To be done >>
Pull out every line of the material below that contains the string "side", matching case exactly.

Dataset records >>
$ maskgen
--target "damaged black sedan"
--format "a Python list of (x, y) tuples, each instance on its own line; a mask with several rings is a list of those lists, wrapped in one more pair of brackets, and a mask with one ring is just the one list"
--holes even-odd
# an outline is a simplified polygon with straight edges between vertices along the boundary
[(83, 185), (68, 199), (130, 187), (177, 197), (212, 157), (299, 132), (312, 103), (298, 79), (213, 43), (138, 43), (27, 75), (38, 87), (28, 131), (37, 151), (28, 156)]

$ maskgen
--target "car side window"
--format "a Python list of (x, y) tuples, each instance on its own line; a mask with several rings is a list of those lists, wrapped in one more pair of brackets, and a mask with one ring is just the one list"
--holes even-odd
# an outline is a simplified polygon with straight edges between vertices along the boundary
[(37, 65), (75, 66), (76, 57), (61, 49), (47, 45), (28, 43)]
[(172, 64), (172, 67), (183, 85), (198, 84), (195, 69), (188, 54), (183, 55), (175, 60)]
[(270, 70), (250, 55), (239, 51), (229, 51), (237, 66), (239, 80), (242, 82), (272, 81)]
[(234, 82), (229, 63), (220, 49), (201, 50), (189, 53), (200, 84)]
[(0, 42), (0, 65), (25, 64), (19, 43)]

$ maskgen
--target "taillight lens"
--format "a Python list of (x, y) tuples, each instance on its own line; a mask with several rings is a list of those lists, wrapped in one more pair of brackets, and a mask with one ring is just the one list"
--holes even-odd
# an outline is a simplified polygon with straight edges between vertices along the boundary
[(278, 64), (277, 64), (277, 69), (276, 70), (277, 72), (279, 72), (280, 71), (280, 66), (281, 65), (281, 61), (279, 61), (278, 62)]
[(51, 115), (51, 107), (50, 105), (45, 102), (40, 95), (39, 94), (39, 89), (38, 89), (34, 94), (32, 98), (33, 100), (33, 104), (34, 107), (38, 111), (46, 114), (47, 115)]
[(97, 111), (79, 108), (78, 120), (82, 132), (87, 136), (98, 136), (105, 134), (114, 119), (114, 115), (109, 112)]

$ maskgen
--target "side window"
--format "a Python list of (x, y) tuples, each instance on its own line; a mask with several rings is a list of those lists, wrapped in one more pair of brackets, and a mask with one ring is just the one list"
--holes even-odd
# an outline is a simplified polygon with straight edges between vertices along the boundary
--
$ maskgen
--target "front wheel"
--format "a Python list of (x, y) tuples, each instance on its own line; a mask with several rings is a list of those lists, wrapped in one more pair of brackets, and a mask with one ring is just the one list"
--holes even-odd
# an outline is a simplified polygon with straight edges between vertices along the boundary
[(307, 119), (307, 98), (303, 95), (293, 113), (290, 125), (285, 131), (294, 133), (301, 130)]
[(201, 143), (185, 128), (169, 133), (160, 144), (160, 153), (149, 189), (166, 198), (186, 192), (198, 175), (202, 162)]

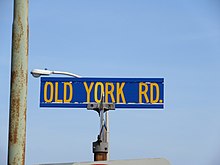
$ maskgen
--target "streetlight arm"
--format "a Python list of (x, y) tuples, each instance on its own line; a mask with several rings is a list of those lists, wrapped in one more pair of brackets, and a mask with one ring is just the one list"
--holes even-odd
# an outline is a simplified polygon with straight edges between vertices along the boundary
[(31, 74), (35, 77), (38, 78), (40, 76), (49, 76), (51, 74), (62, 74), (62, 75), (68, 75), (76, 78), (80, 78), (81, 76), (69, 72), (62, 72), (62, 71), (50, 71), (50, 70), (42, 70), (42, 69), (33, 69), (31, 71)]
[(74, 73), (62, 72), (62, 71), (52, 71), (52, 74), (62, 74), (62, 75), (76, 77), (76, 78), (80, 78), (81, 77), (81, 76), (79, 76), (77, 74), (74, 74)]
* * *
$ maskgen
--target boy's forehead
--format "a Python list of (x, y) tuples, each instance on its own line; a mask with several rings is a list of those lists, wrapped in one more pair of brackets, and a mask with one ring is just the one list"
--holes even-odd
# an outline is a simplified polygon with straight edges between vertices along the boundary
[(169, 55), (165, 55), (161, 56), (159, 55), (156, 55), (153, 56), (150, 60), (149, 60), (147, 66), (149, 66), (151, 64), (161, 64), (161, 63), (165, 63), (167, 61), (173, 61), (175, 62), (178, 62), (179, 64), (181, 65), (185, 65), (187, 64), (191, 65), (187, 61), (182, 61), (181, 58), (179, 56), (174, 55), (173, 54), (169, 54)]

Written reply >>
--target "car side window"
--target "side window"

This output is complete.